*What you should do*.
For this exercise, write out only the lines of the entries below from the one with "note: each instance of the street" up to and including the one with "target: small porch", exactly as they are. Pictures stay out.

*Data*.

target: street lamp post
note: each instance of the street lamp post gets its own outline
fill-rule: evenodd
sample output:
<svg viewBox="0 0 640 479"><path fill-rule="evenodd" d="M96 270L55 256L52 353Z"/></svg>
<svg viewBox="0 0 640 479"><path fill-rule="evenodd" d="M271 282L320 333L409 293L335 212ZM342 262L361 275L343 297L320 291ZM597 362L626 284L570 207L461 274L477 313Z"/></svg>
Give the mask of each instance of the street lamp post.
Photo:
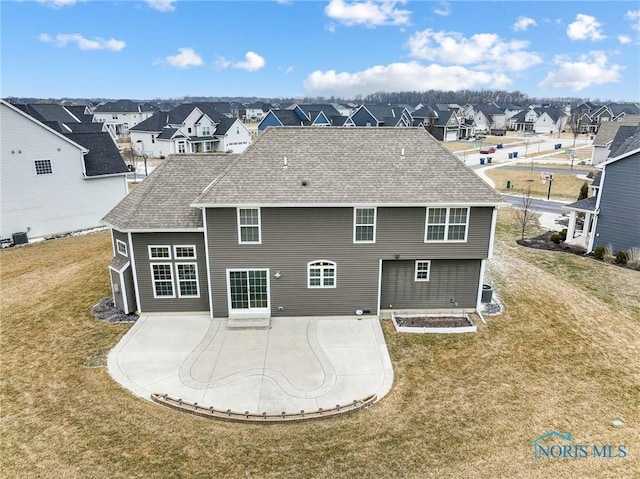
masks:
<svg viewBox="0 0 640 479"><path fill-rule="evenodd" d="M149 173L147 172L147 155L144 152L144 142L142 140L137 140L136 143L140 143L140 152L142 153L142 159L144 160L144 176L147 177Z"/></svg>

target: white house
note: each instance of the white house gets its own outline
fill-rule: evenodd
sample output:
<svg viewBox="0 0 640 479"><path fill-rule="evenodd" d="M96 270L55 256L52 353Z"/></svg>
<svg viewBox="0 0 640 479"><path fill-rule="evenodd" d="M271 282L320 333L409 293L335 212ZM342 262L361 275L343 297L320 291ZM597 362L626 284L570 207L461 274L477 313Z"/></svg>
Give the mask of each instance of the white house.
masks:
<svg viewBox="0 0 640 479"><path fill-rule="evenodd" d="M157 109L153 105L130 100L118 100L98 105L93 111L94 121L104 123L117 136L127 135L129 129L151 117Z"/></svg>
<svg viewBox="0 0 640 479"><path fill-rule="evenodd" d="M176 153L242 153L251 132L236 118L228 118L213 103L183 103L158 112L129 131L140 155L162 158Z"/></svg>
<svg viewBox="0 0 640 479"><path fill-rule="evenodd" d="M127 194L127 168L107 133L65 135L4 100L0 154L2 240L100 226Z"/></svg>

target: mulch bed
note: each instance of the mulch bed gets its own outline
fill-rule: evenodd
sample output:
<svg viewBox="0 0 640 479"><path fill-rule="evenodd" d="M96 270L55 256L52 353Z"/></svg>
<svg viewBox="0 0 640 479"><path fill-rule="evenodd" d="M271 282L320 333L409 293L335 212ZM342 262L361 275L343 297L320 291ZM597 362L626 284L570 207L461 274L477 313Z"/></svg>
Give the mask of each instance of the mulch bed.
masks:
<svg viewBox="0 0 640 479"><path fill-rule="evenodd" d="M91 311L98 321L105 323L133 323L138 319L137 314L126 314L116 308L113 299L109 297L102 298L98 304L91 308Z"/></svg>
<svg viewBox="0 0 640 479"><path fill-rule="evenodd" d="M396 316L398 326L415 328L465 328L473 326L462 316Z"/></svg>

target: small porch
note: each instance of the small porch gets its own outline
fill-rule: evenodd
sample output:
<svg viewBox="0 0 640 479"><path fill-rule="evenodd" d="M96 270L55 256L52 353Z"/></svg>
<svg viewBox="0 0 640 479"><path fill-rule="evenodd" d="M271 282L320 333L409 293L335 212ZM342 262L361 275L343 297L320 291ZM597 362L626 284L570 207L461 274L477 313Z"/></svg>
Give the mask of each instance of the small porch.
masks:
<svg viewBox="0 0 640 479"><path fill-rule="evenodd" d="M569 224L567 226L567 239L565 243L581 246L587 252L593 247L593 231L595 229L598 211L596 210L596 197L591 196L575 203L566 205L569 210Z"/></svg>

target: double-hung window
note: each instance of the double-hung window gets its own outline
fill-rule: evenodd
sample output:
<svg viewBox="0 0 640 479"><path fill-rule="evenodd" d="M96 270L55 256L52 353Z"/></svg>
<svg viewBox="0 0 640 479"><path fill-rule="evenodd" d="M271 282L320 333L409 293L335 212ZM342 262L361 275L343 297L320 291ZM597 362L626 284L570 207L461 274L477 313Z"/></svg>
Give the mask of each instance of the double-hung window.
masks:
<svg viewBox="0 0 640 479"><path fill-rule="evenodd" d="M260 208L238 208L238 242L240 244L262 242Z"/></svg>
<svg viewBox="0 0 640 479"><path fill-rule="evenodd" d="M336 264L333 261L312 261L307 264L309 288L335 288Z"/></svg>
<svg viewBox="0 0 640 479"><path fill-rule="evenodd" d="M427 208L425 242L466 241L469 208Z"/></svg>
<svg viewBox="0 0 640 479"><path fill-rule="evenodd" d="M198 266L196 263L176 263L176 275L178 279L178 296L181 298L197 298L200 296Z"/></svg>
<svg viewBox="0 0 640 479"><path fill-rule="evenodd" d="M425 259L416 260L416 281L429 281L429 273L431 272L431 261Z"/></svg>
<svg viewBox="0 0 640 479"><path fill-rule="evenodd" d="M353 242L375 243L376 241L376 209L353 209Z"/></svg>
<svg viewBox="0 0 640 479"><path fill-rule="evenodd" d="M154 298L173 298L173 273L171 263L151 263Z"/></svg>

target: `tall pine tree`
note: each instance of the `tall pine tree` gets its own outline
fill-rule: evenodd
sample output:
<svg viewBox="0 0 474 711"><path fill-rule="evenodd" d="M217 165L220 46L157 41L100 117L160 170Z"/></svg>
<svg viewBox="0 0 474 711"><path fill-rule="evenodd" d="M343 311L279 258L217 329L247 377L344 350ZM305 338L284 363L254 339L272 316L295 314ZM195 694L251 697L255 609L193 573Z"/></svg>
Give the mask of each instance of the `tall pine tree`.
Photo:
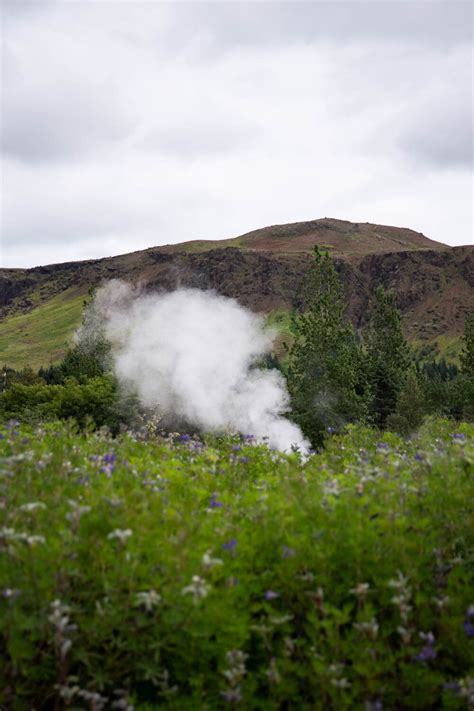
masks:
<svg viewBox="0 0 474 711"><path fill-rule="evenodd" d="M379 287L367 334L369 382L372 390L371 416L377 427L385 427L397 407L410 366L410 350L403 336L395 294Z"/></svg>
<svg viewBox="0 0 474 711"><path fill-rule="evenodd" d="M334 264L315 248L303 289L304 310L292 317L288 357L292 417L315 445L328 430L365 420L368 386L364 357Z"/></svg>

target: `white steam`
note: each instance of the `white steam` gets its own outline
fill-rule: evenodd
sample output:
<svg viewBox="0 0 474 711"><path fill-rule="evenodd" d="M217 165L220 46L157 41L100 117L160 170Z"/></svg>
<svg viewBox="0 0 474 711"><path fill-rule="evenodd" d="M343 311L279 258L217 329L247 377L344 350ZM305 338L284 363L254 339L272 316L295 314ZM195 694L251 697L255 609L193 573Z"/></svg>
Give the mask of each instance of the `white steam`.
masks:
<svg viewBox="0 0 474 711"><path fill-rule="evenodd" d="M274 334L260 316L210 291L140 294L121 281L97 292L95 313L113 347L115 373L146 407L205 431L230 428L280 450L308 448L276 370L253 367Z"/></svg>

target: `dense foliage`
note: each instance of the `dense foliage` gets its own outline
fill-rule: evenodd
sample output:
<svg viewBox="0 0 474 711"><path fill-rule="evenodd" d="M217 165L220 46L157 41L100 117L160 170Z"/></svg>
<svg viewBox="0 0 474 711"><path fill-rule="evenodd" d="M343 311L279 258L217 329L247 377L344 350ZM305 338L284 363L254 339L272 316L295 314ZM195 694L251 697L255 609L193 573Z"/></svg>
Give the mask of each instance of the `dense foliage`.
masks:
<svg viewBox="0 0 474 711"><path fill-rule="evenodd" d="M313 444L347 422L366 422L371 393L366 359L350 321L329 254L315 249L303 293L304 309L293 315L288 354L292 418Z"/></svg>
<svg viewBox="0 0 474 711"><path fill-rule="evenodd" d="M474 702L474 427L172 440L2 430L2 708Z"/></svg>

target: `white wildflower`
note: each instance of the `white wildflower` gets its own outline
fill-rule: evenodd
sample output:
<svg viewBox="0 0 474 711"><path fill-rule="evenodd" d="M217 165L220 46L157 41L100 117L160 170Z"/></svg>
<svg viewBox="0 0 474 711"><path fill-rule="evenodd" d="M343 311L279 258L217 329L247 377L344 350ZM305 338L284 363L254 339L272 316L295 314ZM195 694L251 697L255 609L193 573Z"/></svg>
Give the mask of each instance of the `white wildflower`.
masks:
<svg viewBox="0 0 474 711"><path fill-rule="evenodd" d="M26 511L26 513L31 513L32 511L37 511L38 509L45 509L46 504L43 504L42 501L31 501L28 504L23 504L20 506L20 511Z"/></svg>
<svg viewBox="0 0 474 711"><path fill-rule="evenodd" d="M349 590L349 592L352 595L355 595L356 597L363 599L369 592L369 588L370 588L369 583L357 583L355 588L351 588Z"/></svg>
<svg viewBox="0 0 474 711"><path fill-rule="evenodd" d="M223 565L223 560L220 558L212 558L211 551L206 551L202 557L202 565L205 570L210 570L218 565Z"/></svg>
<svg viewBox="0 0 474 711"><path fill-rule="evenodd" d="M130 536L133 535L133 531L130 528L116 528L114 531L109 533L107 539L113 541L117 539L120 543L126 543Z"/></svg>
<svg viewBox="0 0 474 711"><path fill-rule="evenodd" d="M34 548L40 543L46 543L46 538L44 536L25 536L23 540L28 546L30 546L30 548Z"/></svg>
<svg viewBox="0 0 474 711"><path fill-rule="evenodd" d="M204 578L201 578L199 575L193 575L191 585L187 585L183 588L181 593L183 595L192 595L193 602L197 605L198 602L207 597L210 589L210 585L206 583Z"/></svg>
<svg viewBox="0 0 474 711"><path fill-rule="evenodd" d="M361 635L369 639L376 639L379 633L379 625L375 618L368 622L355 622L354 627Z"/></svg>
<svg viewBox="0 0 474 711"><path fill-rule="evenodd" d="M139 592L135 595L135 607L144 607L147 612L151 612L161 602L161 595L156 590Z"/></svg>

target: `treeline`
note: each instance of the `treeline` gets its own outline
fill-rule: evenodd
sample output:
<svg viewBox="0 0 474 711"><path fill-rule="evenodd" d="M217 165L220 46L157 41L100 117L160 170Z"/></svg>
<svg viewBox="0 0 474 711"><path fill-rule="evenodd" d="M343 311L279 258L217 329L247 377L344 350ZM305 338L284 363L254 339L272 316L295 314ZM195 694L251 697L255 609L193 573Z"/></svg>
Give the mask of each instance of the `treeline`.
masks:
<svg viewBox="0 0 474 711"><path fill-rule="evenodd" d="M427 415L474 419L474 314L466 319L460 368L422 362L403 336L395 295L379 288L368 328L355 332L345 316L341 284L329 255L315 250L293 315L285 372L292 419L313 444L348 423L400 434Z"/></svg>
<svg viewBox="0 0 474 711"><path fill-rule="evenodd" d="M315 250L301 307L291 319L292 343L279 368L291 396L288 416L313 445L350 423L408 435L428 415L474 420L474 314L466 319L459 368L412 351L403 336L395 295L379 288L370 323L357 333L333 262ZM110 344L100 335L71 347L62 362L15 370L5 366L0 420L74 419L80 427L143 424L150 415L112 372Z"/></svg>

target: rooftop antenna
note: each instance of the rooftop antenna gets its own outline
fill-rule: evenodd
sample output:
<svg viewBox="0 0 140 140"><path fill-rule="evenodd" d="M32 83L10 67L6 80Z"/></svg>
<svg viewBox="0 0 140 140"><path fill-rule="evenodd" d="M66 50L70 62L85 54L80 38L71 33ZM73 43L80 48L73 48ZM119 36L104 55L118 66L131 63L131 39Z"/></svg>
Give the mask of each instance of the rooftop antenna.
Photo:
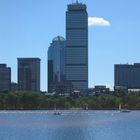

*Exercise response*.
note: each instance of the street lamp post gets its own outline
fill-rule: evenodd
sample output:
<svg viewBox="0 0 640 479"><path fill-rule="evenodd" d="M96 270L55 256L52 353Z"/></svg>
<svg viewBox="0 0 640 479"><path fill-rule="evenodd" d="M271 282L320 333L409 293L335 212ZM342 262L361 275L343 297L320 291ZM597 362L626 284L570 207L461 274L477 313Z"/></svg>
Give the mask of each instance of the street lamp post.
Photo:
masks:
<svg viewBox="0 0 640 479"><path fill-rule="evenodd" d="M149 173L147 172L147 155L144 152L144 142L142 140L137 140L136 143L140 143L140 152L142 153L142 159L144 160L144 176L147 177Z"/></svg>

target: white house
note: each instance of the white house gets its own outline
fill-rule: evenodd
sample output:
<svg viewBox="0 0 640 479"><path fill-rule="evenodd" d="M96 270L55 256L52 353Z"/></svg>
<svg viewBox="0 0 640 479"><path fill-rule="evenodd" d="M271 282L320 333L409 293L335 212ZM342 262L361 275L343 297L320 291ZM597 362L626 284L570 207L461 274L477 313Z"/></svg>
Give the mask of each instance of the white house.
masks:
<svg viewBox="0 0 640 479"><path fill-rule="evenodd" d="M157 109L153 105L130 100L118 100L98 105L93 111L94 121L104 123L117 136L127 135L129 129L151 117Z"/></svg>
<svg viewBox="0 0 640 479"><path fill-rule="evenodd" d="M176 153L242 153L251 132L236 118L228 118L213 103L183 103L158 112L129 131L140 155L162 158Z"/></svg>
<svg viewBox="0 0 640 479"><path fill-rule="evenodd" d="M127 194L127 168L107 133L65 135L4 100L0 154L2 240L100 226Z"/></svg>

target: mulch bed
note: each instance of the mulch bed gets its own outline
fill-rule: evenodd
sample output:
<svg viewBox="0 0 640 479"><path fill-rule="evenodd" d="M96 270L55 256L52 353Z"/></svg>
<svg viewBox="0 0 640 479"><path fill-rule="evenodd" d="M271 282L320 333L409 293L335 212ZM342 262L361 275L343 297L320 291ZM597 362L626 284L570 207L461 274L477 313Z"/></svg>
Give the mask of each instance of the mulch bed.
masks:
<svg viewBox="0 0 640 479"><path fill-rule="evenodd" d="M91 311L98 321L105 323L133 323L138 319L137 314L126 314L116 308L113 299L109 297L102 298L98 304L91 308Z"/></svg>
<svg viewBox="0 0 640 479"><path fill-rule="evenodd" d="M396 316L398 326L415 328L465 328L473 326L462 316Z"/></svg>

target: small porch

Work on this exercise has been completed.